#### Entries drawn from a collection
—————

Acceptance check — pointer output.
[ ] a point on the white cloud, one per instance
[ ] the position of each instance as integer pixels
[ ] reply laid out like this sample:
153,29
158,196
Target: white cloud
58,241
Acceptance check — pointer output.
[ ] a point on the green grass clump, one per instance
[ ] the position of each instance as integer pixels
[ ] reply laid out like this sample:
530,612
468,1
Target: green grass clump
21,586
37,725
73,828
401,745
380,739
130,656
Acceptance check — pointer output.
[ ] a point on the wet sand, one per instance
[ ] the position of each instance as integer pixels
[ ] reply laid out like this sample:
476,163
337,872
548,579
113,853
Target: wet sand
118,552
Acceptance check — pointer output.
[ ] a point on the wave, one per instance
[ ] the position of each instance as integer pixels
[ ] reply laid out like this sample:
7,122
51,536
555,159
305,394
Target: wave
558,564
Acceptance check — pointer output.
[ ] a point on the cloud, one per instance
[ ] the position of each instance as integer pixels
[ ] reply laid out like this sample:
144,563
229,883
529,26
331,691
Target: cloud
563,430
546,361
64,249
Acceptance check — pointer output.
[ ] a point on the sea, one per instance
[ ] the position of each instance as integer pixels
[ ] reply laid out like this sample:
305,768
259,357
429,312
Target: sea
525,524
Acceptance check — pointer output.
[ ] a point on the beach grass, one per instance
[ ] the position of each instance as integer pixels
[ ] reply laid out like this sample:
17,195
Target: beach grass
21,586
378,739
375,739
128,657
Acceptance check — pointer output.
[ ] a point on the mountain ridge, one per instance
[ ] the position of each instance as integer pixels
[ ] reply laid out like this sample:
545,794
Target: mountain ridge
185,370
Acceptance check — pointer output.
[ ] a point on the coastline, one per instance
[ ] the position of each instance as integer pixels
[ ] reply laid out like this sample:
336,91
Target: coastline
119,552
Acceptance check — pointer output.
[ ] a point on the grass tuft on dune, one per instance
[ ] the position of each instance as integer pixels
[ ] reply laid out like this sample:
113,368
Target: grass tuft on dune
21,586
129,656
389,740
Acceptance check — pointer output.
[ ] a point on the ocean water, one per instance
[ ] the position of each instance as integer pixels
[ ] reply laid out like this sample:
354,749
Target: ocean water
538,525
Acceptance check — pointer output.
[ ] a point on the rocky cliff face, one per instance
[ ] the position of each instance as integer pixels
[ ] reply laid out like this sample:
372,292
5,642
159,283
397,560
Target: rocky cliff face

—————

#### Instruction
Gather every line of the data above that contains the string "Target". Treat uppercase and lowercase as different.

#### Output for this exercise
Target: white cloud
Target: green grass clump
Target: wet sand
Target: wave
Target: cloud
Target: sea
Target: beach grass
Target: mountain ridge
Target: coastline
Target: grass tuft on dune
Target: ocean water
Target: rocky cliff face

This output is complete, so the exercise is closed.